TEXT BLOCK
______
I spent 30 years in the Defence Force. Here's how Australia could easily be CUT OFF from the rest of the world - but embracing AI may save us
Professor Ian Langford said Australia relies on just 15 undersea cables for 99 per cent of its international data traffic for things like banking, markets, emergency services, defence communications and even streaming Netflix.
But a malicious foreign actor, such as China, could easily cripple this crucial infrastructure, plunging the country into digital darkness and wiping billions from the ASX in the process.
To counter this threat, Professor Langford, who served in the ADF for over 30 years, has called on the government and tech leaders to build AI data centres to bolster Australia's sovereignty and resilience by offering a back-up option.
'With the PLA (China's People's Liberation Army) cutting some military undersea cabling in Taiwan this year it forces us to think how vulnerable are we in terms of the same threat vector, and I think the answer is highly vulnerable,' Prof Langford said.
'We need to onshore a lot of our critical data and therefore we need to build sovereign data centres here so that we have the ability to effectively have a redundancy in the event of some sort of disruption to our critical infrastructure.'
'But also from a regional perspective to house data from south-west Pacific nations and other countries in the southern hemisphere which would allow this part of the world to survive in the event of a massive disruption which could occur should conflict break out between the US and China over Taiwan, for example.'
Prof Langford explained that a data centre was 'essentially a hothouse that converts energy into intelligence, into information'.
'Energy goes in and information comes out,' he said.
'And so you need power, you need access to infrastructure as in the site where you're situated, you need security, you need people and it needs to be cost sensitive.'
Australia is perfectly poised to provide all of these things, with Treasurer Jim Chalmers recently boasting that Australia is among the top five global destinations for data centres.
But many technology firms within the field have complained about red tape preventing them from building data centres on Australian soil.
Dan Roberts, a former Macquarie banker who co-founded Bitcoin mining and data centre-building firm IREN back in 2018, has said he would 'love' to build them in Australia but that it is 'just not practical'.
______
(Dataset excerpt)
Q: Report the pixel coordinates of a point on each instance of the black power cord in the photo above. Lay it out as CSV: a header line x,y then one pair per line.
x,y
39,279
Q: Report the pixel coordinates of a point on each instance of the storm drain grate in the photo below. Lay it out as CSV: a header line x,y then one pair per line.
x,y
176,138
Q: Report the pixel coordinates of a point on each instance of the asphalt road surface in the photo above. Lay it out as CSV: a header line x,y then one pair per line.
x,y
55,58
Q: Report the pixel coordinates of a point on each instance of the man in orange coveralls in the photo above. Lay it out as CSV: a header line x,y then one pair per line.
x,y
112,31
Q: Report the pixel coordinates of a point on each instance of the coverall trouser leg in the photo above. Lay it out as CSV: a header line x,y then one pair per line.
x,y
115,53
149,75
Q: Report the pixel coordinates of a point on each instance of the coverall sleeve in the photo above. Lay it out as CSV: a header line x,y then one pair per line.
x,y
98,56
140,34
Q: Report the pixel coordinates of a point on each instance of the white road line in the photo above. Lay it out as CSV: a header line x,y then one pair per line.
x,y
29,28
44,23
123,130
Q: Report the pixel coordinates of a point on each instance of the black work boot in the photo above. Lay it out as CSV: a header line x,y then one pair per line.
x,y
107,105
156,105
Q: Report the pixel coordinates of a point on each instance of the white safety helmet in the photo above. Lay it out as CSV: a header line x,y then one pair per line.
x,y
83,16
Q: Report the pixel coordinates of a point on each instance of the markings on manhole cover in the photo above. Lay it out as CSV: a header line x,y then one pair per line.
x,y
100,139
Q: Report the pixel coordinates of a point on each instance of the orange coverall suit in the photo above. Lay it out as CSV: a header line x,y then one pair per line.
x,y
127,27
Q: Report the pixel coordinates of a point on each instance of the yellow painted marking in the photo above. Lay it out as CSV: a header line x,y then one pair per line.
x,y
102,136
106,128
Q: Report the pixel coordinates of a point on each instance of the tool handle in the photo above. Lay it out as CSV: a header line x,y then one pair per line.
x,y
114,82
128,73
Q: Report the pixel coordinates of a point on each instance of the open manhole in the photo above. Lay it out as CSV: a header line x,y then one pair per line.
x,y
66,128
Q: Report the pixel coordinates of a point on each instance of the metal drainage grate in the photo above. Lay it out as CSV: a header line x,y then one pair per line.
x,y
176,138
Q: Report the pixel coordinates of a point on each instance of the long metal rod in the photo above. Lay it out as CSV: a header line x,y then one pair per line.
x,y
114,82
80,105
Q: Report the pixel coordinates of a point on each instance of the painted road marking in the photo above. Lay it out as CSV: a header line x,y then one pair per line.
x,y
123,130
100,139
______
ACTIONS TO TAKE
A. Translate into French the following sentence from the article on Australia's undersea cables: "But many technology firms within the field have complained about red tape preventing them from building data centres on Australian soil."
B. Write a continuation of the article on Australia's undersea cables, picking up immediately after its final sentence.

RESULTS IN ORDER
A. Mais de nombreuses entreprises technologiques du secteur se sont plaintes des lourdeurs administratives qui les empêchent de construire des centres de données sur le sol australien.

B.
He compared Australia's position now with AI to the one it faced during the resources boom of the early 2000s, where instead of building up its own manufacturing industry, Australia simply shipped its commodities overseas.
'We're in the same position now, where the fourth industrial revolution is essentially energy as your input and a digital good as your output,' Mr Roberts told Capital Brief.
'Given the abundance of land, wind, solar, etcetera, we've got the same opportunity now, but all this red tape that gets in the way of actually doing it.'
His comments come a week after Atlassian co-founder Scott Farquhar called for Australia to harness the AI revolution by becoming a world leader in data centres.
The rich-lister claimed data centres could allow to 'export megawatts as megabytes (and get paid megabucks)'.
'This is a multi-billion-dollar, multi-decade opportunity,' Mr Farquhar told the National Press Club.
Prof Langford argues that this is borne out in the figures: at the moment, data centres account for 1.5 per cent of global energy production.
But by 2030, that figure is predicted to rise to 13 per cent, with most of the energy used to cool the computer chips processing the data.
Prof Langford said that Australia was at a crossroads.
'If Australia wants to be a leader in all forms of emerging technology, such as AI, quantum computing and others, then we need to build critical infrastructure here to have sovereignty over those opportunities,' he added.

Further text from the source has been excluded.